→ Task directions
Update the entries below by changing "gold badge" to "silver badge" and leaving the rest as it is. Leave out the pictures when you give them back.

··· Records provided

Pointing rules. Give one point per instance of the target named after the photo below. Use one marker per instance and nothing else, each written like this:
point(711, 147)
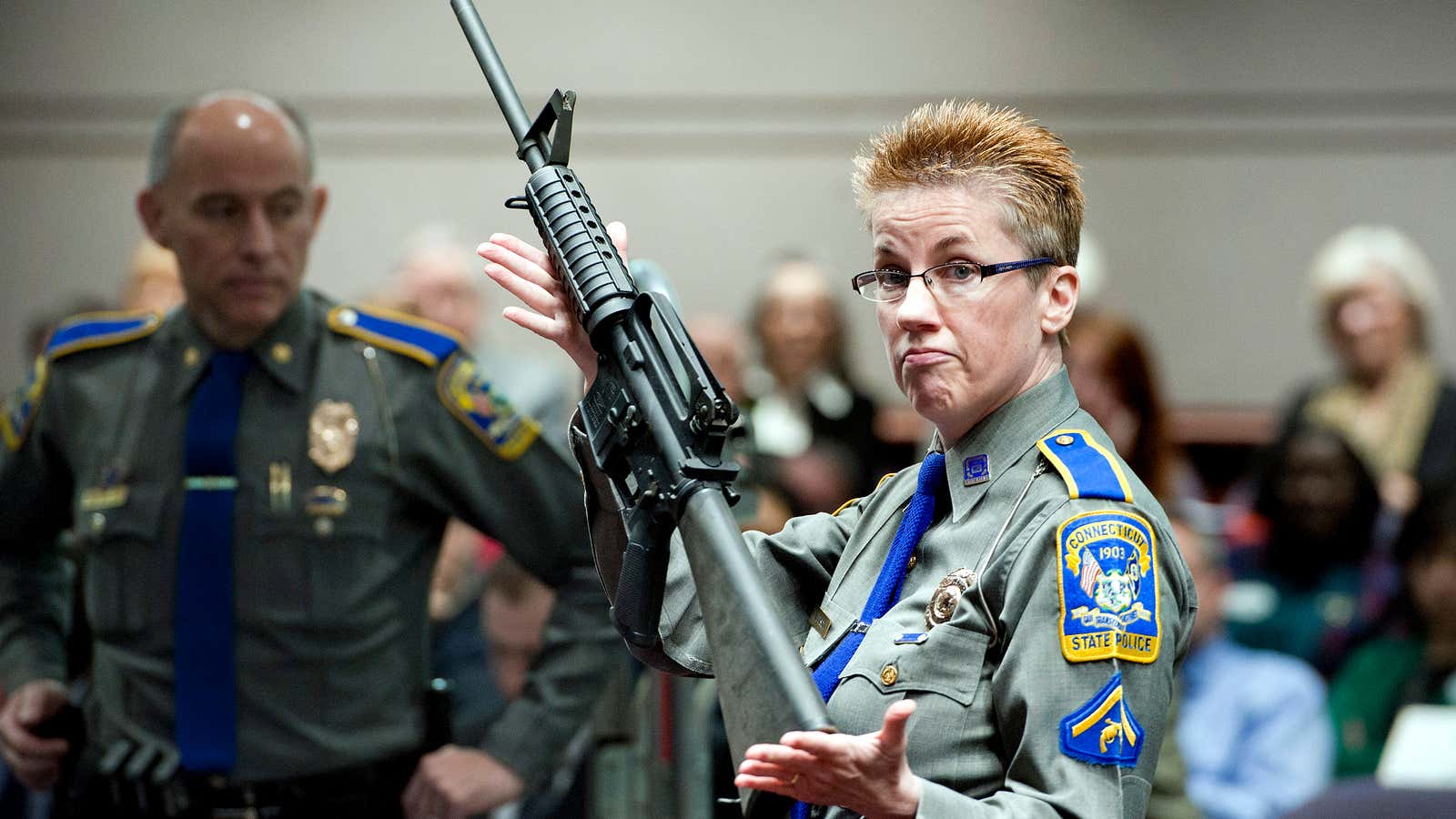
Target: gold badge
point(946, 596)
point(334, 430)
point(280, 486)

······

→ Problem solution
Pointing rules. Give one point per instance of the target named after the photo below. Use one marker per instance and nothing else, each written like this:
point(711, 147)
Target: silver badge
point(946, 596)
point(334, 430)
point(280, 486)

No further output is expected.